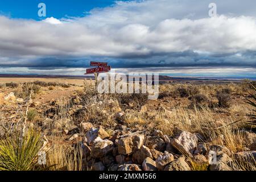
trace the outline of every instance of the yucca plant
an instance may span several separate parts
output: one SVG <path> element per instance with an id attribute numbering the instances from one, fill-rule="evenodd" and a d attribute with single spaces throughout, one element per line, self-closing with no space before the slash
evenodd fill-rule
<path id="1" fill-rule="evenodd" d="M 251 86 L 251 88 L 253 88 L 253 89 L 255 92 L 256 92 L 256 88 L 251 83 L 250 84 L 250 85 Z M 249 93 L 249 94 L 253 100 L 251 100 L 247 98 L 245 98 L 247 100 L 245 102 L 252 105 L 254 107 L 256 107 L 256 95 L 253 94 L 251 93 Z M 249 115 L 249 116 L 251 119 L 251 121 L 249 122 L 249 123 L 254 126 L 256 126 L 256 110 L 253 109 L 253 111 L 254 112 L 255 114 L 251 114 Z"/>
<path id="2" fill-rule="evenodd" d="M 14 131 L 0 140 L 0 170 L 34 169 L 43 145 L 41 135 L 37 131 L 30 129 L 23 135 L 22 131 Z"/>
##############################
What needs to be done
Could you echo the listing verbatim, from its beginning through the line that contains "output: one SVG", with that line included and the pictures left out?

Response
trace the outline of every instance of the yucca plant
an instance may span several separate parts
output: one SVG <path> element per instance with an id attribute numbering the instances from one, fill-rule="evenodd" and a d attribute with single spaces throughout, one element per line, self-closing with no space before the slash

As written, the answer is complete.